Excerpted passage =>
AFRICA AND THE STRUGGLE AGAINST IMPERIALISM: 40 YEARS AFTER KWAME NKRUMAH

April 27 marked the fortieth anniversary of the passing of Dr. Kwame Nkrumah, the founder of modern-day Ghana and a leading theoretician of the post-World War II national liberation movement for unity and socialism. Nkrumah’s legacy is still very much a part of the ongoing efforts of the peoples of Africa and the world who seek genuine freedom from colonialism, neo-colonialism and imperialism.

Born in the western region of the Gold Coast (later renamed Ghana in 1957) on September 21, 1909, Nkrumah grew up under the colonial system established by the British. The people of the Gold Coast had fought western domination from the period of the Atlantic Slave Trade through the early 20th century when Queen Ya Asantewaa of the Ashanti people led an armed resistance campaign to halt British encroachment into their territories.

After being educated through primary and secondary school as well as teacher training college in the Gold Coast, Nkrumah left Africa to attend the Historically Black College of Lincoln University in Pennsylvania. It was his experience at Lincoln and the University of Pennsylvania between 1935-1945 that helped to shape his outlook on African nationalism and anti-imperialism.

Written exercise 1 => According to the Nkrumah anniversary article, what do the peoples of Africa and the world seek genuine freedom from? Name each one.
Written exercise 2 => Continue the Nkrumah anniversary article from the end of its last paragraph, keeping its formal tone.
The listing is separate material and has no connection to the Nkrumah anniversary article.

Dataset content =>

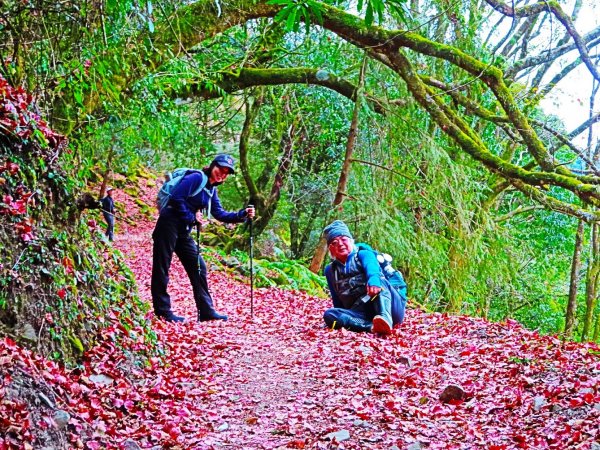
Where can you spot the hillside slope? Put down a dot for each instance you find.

Task response 1 => Colonialism, neo-colonialism and imperialism.

Task response 2 =>
While in the United States during the Great Depression and World War II, Nkrumah was influenced by some of the leading figures and organizations of the nationalist and left movements. These groups included the African Students Association, the Universal Negro Improvement Association (UNIA) founded by Marcus Garvey, the Council on African Affairs headed then by W.E.B. DuBois and Dr. William Alpheus Hunton, and C.L.R. James of the Trotskyist movement, among others.

Nkrumah spoke in various African American churches and interacted with the masses of people who he perceived as still being connected with their ancestral cultures. While in the U.S., he was forced to work for a living and earn his tuition from menial employment and part-time teaching.

In 1945, Nkrumah traveled to England where he immediately began working towards the organization of the Fifth Pan-African Congress alongside George Padmore, a former member of the Communist International. The Congress was held in the city of Manchester that October and proved to be the most successful gathering of the Pan-African movement since the 1920s.

A Declaration to the Colonial Peoples of the World was drafted by Nkrumah, Padmore and DuBois and approved by the more than 200 delegates. The document read in part that “The Fifth Pan-African Congress calls on intellectuals and professional classes of the Colonies to awaken to their responsibilities.” (Africa Must Unite, Nkrumah, 1963, p. 134))

The Declaration continues noting that “The long, long, night is over. By fighting for trade union rights, the right to form co-operatives, freedom of the press, assembly, demonstration and strike, freedom to print and read the literature which is necessary for the education of the masses, you will be using the only means by which your liberties will be won and maintained. Today there is only one road to effective action-the organization of the masses.”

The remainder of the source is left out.